Verdi Les vêpres siciliennes opera to libretto by Charles Duveyrier and Eugène Scribe. Directed 2013 by Stefan Herheim at the Royal Opera House Covent Garden. Stars Lianna Haroutounian (Hélène), Bryan Hymel (Henri), Michael Volle (Guy de Montfort), Erwin Schrott (Jean Procida), Neal Cooper (Thibault), Jihoon Kim (Robert), Jean Teitgen (Le Sire de Béthune), Jeremy White (Le Comte de Vaudemont), Nicholas Darmanin (Daniéli), Michelle Daly (Ninetta), and Jung Soo Yun (Mainfroid). Antonio Pappano conducts the Orchestra of the Royal Opera House (Concert Master Vasko Vassilev) and Royal Opera Chorus (Chorus Director Renato Balsadonna). Dramaturgy by Alexander Meier-Dörzenbach; set designs by Philipp Fürhofer; costume designs by Gesine Völlm; lighting design by Anders Poll; choreography by André de Jong; directed for the screen by Rhodri Huw. Music was recorded with 48kHz/24-bit sound sampling. Released 2015, disc has 5.1 dts-HD Master Audio sound. Grade: A

Les vêpres siciliennes is a French grand opera, an opulent, melodramatic genre that flourished and withered shortly before the American Civil War. Vêpres is considered by experts to be B-grade Verdi. This new production of Vêpres directed by Stefan Herheim at The Royal Opera played late 2013 to mixed print reviews. It came out in HDVD about 15 months later and immediately became a best seller! Why?

(A run of rows)
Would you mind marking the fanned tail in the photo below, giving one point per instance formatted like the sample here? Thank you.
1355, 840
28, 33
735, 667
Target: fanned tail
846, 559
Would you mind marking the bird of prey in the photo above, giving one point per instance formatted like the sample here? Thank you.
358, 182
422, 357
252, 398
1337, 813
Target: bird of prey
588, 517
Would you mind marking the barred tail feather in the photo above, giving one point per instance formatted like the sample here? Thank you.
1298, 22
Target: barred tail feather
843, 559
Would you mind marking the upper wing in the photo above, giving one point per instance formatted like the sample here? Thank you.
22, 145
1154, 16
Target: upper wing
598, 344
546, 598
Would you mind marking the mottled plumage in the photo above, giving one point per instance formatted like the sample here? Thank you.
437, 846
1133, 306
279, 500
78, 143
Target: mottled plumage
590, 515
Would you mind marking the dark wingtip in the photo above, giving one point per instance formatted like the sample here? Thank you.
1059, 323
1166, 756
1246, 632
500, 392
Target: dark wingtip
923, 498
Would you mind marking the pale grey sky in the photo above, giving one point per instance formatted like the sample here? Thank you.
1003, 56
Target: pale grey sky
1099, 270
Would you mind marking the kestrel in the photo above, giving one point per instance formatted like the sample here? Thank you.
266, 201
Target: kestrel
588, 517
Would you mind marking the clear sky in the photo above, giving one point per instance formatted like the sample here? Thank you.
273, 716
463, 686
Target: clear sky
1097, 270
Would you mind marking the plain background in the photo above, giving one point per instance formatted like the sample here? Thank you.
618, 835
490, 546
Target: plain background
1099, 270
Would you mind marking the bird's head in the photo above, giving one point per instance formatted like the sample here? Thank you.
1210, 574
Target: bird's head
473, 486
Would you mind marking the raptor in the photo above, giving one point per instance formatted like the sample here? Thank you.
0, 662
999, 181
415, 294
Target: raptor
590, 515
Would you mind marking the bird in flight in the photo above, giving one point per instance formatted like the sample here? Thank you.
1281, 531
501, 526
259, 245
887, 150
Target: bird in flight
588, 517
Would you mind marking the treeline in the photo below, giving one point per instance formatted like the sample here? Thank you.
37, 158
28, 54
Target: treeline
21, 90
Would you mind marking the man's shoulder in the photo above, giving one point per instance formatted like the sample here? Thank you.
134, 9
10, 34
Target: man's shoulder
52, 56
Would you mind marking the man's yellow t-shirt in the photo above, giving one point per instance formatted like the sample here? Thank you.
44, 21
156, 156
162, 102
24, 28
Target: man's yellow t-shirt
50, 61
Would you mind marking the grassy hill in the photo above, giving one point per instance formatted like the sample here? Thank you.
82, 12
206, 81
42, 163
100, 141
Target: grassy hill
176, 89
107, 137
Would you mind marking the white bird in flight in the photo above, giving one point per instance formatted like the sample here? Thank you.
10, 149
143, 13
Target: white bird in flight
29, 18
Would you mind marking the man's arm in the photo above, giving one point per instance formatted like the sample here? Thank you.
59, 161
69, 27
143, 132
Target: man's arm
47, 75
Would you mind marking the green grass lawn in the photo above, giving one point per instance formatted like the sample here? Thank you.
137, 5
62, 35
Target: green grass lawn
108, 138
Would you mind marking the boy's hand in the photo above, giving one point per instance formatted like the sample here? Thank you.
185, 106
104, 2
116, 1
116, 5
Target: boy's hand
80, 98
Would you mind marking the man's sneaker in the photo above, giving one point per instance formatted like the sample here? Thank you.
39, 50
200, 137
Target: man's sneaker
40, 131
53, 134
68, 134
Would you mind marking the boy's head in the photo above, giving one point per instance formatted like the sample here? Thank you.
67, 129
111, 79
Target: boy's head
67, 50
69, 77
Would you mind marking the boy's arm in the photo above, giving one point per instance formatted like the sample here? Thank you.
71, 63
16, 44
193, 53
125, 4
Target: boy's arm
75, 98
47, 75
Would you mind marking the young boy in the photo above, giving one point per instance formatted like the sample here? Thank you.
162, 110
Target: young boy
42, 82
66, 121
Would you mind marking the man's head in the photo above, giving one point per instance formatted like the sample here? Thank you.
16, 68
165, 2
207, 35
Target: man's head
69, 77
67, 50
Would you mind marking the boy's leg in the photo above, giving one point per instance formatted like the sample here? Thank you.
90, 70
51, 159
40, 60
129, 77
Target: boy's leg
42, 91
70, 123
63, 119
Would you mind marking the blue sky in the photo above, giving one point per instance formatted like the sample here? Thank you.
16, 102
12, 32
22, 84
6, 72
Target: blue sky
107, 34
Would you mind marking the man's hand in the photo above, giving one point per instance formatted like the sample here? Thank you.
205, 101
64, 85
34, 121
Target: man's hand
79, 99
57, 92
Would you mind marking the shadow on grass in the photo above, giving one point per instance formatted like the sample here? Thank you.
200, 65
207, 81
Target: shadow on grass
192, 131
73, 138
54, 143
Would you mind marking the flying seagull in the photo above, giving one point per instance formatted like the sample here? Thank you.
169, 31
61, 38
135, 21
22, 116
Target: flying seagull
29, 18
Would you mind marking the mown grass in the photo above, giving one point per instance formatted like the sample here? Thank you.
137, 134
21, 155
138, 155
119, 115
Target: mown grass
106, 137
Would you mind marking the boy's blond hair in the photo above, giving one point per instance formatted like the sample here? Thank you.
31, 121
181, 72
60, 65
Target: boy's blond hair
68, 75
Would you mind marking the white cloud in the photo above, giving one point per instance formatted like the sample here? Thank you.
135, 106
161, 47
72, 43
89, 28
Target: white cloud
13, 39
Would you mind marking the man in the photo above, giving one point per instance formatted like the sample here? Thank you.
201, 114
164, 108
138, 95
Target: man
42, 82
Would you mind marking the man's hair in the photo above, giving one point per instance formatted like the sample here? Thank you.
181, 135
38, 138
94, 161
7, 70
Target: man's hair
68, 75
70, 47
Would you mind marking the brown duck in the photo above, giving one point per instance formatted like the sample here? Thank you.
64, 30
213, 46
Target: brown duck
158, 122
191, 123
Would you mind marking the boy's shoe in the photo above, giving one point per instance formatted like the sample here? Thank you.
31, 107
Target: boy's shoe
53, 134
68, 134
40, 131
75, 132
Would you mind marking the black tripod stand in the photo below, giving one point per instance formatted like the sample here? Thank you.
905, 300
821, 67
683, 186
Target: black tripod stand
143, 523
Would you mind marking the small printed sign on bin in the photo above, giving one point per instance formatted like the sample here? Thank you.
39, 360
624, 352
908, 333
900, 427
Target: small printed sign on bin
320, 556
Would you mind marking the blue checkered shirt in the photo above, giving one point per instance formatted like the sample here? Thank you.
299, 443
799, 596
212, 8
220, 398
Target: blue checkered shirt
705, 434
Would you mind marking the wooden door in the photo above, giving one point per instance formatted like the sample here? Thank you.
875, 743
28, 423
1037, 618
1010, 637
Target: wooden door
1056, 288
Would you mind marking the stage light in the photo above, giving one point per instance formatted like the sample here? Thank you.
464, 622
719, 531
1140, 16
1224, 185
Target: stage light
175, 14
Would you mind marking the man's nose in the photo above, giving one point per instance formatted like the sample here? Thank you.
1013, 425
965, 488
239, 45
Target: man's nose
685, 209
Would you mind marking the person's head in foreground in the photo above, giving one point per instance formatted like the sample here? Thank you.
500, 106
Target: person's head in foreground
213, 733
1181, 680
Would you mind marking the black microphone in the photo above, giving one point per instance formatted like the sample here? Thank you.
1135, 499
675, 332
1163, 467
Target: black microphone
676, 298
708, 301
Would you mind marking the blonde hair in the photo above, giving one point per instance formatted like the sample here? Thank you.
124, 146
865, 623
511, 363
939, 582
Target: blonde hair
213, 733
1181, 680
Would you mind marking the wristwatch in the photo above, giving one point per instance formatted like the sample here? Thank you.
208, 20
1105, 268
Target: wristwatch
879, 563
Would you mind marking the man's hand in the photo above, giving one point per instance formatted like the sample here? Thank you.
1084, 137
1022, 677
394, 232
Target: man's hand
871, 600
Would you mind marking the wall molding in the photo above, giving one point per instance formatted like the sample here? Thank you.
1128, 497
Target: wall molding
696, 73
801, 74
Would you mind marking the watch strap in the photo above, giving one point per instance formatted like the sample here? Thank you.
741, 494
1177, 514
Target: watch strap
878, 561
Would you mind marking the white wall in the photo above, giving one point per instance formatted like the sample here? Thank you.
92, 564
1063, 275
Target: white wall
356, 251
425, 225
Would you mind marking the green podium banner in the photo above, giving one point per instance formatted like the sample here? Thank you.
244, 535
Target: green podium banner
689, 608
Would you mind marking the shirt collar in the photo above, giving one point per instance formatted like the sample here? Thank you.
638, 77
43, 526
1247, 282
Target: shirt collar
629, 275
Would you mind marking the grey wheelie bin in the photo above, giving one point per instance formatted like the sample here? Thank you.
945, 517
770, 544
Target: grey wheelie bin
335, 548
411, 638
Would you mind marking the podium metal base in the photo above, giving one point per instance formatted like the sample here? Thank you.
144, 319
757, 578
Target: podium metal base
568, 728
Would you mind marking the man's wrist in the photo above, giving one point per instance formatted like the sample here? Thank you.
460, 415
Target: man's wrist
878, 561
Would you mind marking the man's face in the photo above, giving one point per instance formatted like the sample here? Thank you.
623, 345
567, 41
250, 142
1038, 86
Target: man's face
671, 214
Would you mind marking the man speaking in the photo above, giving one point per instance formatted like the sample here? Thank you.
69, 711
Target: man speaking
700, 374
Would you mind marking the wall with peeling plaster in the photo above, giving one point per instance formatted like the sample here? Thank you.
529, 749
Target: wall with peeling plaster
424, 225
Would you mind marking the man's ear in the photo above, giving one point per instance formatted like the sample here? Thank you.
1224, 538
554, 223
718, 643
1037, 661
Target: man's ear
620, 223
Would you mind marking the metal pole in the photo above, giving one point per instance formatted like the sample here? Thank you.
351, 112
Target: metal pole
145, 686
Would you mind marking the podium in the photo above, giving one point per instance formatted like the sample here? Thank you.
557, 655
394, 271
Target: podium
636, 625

Complete the following —
A. In the review of the Les vêpres siciliennes disc, who conducts the Orchestra of the Royal Opera House?
B. Extend the Les vêpres siciliennes review with a paragraph that follows on from its closing question.

Exercise results —
A. Antonio Pappano

B.
Herheim gives the HDVD opera fan (the kind with a HT and high-def TV) everything he could ask for. First, there's a real grand opera with lavish sets and costumes, a big orchestra, star singers, and double choruses portraying all the lugubrious, contrived, switch-back, high-drama situations that anyone could possible image or desire. Every twist in the plot is embellished with it's own glorious aria, duet, trio, quartet, or chorus number, all marching along in endless procession as midnight approaches. This is your money's worth. Second, for the younger set, Herheim provides a stylish update: instead of being set in the late-middle ages, the opera happens in 1850 in a Paris opera house. Third, for the intellectuals, there's a modern overlay with imaginary characters appearing throughout (such as a young boy in various costumes) which have meanings that are (usually) relatively easy to grasp from context (few Eurotrash-level mysteries). Finally, Herheim adds dancing whenever he can. Some of the ballet dancers do double duty as silent characters, and the chorus gets to do a lot of peasant dancing as well. (The Royal Ballet pulled out of this production on short notice, probably because its choreographer wanted to mount a discrete 40-minute show right in the middle of the opera, as was customary in Paris in 1850. Herheim then hired completely new free-lance forces to work under André de Jong, and the result is the best use of ballet in an opera that I know of.) So you wind up with more than your money's worth. Now to screenshots.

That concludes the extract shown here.